Recast every line of the data below as a JSON list of strings, one string per line, omitting any blank lines.

Saved data entries |
────────
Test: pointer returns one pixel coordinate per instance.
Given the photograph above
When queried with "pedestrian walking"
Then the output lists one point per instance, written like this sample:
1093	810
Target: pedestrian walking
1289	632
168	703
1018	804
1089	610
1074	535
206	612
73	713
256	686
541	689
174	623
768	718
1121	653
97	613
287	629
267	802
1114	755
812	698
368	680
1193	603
────────
TASK SOLUTION |
[
  "Test: pointer returns one pixel coordinate per instance.",
  "Given the photograph above",
  "When queried with \"pedestrian walking\"",
  "Then the output lists one point per instance, written like this sample:",
  "1093\t810",
  "Target: pedestrian walking",
  "1289\t632",
  "168\t703",
  "1018\t804",
  "1089\t610",
  "1074\t535",
  "206\t612",
  "73\t713",
  "256\t686",
  "541\t689",
  "174\t623",
  "768\t718",
  "1121\t653",
  "97\t613",
  "287\t629",
  "267\t802",
  "1114\t755",
  "812\t698",
  "368\t680",
  "1193\t603"
]